Gather every line of the material below that contains the string "pine" and copy each such line in full. Treat the match as case-sensitive.

-- Start of Source data --

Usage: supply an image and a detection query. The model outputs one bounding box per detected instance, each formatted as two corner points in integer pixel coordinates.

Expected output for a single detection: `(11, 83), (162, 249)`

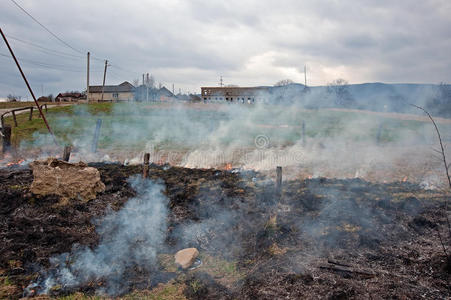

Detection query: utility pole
(86, 52), (90, 103)
(0, 27), (58, 145)
(102, 60), (108, 101)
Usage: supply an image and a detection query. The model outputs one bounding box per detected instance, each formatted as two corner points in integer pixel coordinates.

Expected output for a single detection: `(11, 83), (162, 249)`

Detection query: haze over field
(0, 0), (451, 99)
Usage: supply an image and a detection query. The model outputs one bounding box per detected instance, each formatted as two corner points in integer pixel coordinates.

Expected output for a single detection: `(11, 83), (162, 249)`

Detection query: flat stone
(174, 248), (199, 269)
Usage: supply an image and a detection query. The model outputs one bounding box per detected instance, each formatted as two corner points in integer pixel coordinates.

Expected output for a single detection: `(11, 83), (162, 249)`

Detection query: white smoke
(27, 177), (168, 295)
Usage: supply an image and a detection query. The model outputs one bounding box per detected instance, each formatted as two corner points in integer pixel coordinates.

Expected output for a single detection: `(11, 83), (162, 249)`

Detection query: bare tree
(411, 104), (451, 272)
(274, 79), (294, 86)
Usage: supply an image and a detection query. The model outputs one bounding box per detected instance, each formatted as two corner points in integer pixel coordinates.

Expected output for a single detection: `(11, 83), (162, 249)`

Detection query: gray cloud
(0, 0), (451, 97)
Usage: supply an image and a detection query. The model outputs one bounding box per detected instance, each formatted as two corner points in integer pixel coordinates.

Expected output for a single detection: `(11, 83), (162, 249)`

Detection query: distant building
(89, 81), (135, 101)
(38, 94), (51, 102)
(201, 87), (269, 103)
(135, 85), (178, 101)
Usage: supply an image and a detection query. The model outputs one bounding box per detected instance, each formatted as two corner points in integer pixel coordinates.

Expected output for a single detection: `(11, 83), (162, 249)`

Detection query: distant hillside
(268, 82), (444, 113)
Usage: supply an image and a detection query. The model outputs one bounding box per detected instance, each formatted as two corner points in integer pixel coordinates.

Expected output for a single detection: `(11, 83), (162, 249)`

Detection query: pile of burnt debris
(0, 163), (451, 299)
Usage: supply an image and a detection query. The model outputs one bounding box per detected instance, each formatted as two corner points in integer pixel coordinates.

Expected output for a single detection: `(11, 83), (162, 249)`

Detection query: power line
(11, 0), (84, 54)
(6, 34), (84, 59)
(0, 53), (103, 73)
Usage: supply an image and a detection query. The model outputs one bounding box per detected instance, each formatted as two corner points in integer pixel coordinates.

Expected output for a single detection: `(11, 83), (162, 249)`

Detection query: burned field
(0, 163), (451, 299)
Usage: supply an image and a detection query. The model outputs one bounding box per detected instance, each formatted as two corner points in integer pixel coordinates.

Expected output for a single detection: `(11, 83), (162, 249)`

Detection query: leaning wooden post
(11, 110), (17, 127)
(276, 166), (282, 198)
(143, 153), (150, 178)
(91, 119), (102, 153)
(302, 121), (305, 146)
(63, 146), (72, 162)
(2, 125), (11, 153)
(376, 123), (382, 145)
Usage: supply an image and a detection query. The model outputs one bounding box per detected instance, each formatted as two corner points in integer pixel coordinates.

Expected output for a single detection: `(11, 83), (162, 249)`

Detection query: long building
(89, 81), (135, 101)
(201, 87), (269, 103)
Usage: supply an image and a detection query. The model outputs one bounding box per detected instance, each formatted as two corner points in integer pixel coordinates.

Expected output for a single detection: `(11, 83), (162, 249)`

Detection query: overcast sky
(0, 0), (451, 99)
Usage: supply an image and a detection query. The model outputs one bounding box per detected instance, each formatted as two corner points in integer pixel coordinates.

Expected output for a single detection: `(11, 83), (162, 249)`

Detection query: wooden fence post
(276, 166), (282, 198)
(91, 119), (102, 153)
(11, 110), (17, 127)
(302, 121), (306, 146)
(2, 125), (11, 153)
(143, 153), (150, 178)
(63, 146), (72, 162)
(28, 106), (34, 121)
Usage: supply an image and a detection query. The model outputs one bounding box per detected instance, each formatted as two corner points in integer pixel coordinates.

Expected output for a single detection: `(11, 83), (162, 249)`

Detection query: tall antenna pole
(146, 73), (150, 102)
(86, 52), (90, 103)
(0, 28), (58, 145)
(102, 60), (107, 101)
(304, 65), (307, 87)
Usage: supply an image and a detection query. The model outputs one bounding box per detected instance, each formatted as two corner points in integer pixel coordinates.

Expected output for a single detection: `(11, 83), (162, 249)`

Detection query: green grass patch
(0, 101), (55, 109)
(6, 102), (451, 151)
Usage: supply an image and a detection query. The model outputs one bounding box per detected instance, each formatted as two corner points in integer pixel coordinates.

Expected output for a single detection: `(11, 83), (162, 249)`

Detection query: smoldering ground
(26, 177), (168, 295)
(0, 163), (449, 299)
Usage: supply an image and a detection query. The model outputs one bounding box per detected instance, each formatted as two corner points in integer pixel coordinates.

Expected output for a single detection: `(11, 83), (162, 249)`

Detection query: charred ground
(0, 163), (451, 299)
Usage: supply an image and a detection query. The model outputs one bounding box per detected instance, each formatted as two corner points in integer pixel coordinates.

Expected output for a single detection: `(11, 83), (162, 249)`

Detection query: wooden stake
(91, 119), (102, 153)
(276, 166), (282, 197)
(2, 125), (11, 153)
(11, 110), (17, 127)
(143, 153), (150, 178)
(302, 121), (306, 146)
(63, 146), (72, 161)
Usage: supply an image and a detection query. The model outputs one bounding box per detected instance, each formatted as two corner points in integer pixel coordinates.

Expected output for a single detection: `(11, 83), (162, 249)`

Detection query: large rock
(174, 248), (199, 269)
(30, 158), (105, 204)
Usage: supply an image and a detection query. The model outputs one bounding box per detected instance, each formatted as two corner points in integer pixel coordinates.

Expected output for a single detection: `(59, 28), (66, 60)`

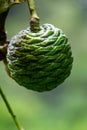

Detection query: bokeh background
(0, 0), (87, 130)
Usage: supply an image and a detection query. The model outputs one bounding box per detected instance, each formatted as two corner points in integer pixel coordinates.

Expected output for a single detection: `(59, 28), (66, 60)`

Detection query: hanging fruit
(7, 0), (73, 92)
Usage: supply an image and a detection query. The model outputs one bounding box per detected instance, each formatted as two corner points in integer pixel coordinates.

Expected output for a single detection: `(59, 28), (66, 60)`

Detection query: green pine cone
(7, 24), (73, 92)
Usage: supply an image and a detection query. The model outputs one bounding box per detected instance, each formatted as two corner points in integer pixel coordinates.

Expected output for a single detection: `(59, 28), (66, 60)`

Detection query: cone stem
(27, 0), (40, 32)
(0, 87), (24, 130)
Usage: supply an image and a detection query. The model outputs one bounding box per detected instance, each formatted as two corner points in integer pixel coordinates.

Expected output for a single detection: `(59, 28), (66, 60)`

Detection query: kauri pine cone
(7, 24), (73, 92)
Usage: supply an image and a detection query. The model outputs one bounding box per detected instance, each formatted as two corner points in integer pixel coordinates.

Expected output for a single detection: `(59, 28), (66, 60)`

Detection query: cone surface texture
(7, 24), (73, 92)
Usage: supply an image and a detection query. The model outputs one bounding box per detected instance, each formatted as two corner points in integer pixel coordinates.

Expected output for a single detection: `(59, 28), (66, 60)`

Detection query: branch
(0, 87), (24, 130)
(27, 0), (40, 32)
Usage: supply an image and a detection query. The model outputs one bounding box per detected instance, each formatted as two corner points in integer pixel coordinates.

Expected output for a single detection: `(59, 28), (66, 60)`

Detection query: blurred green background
(0, 0), (87, 130)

-- End of Source data --

• [Final answer]
Detection query: green pine cone
Detection query: kauri pine cone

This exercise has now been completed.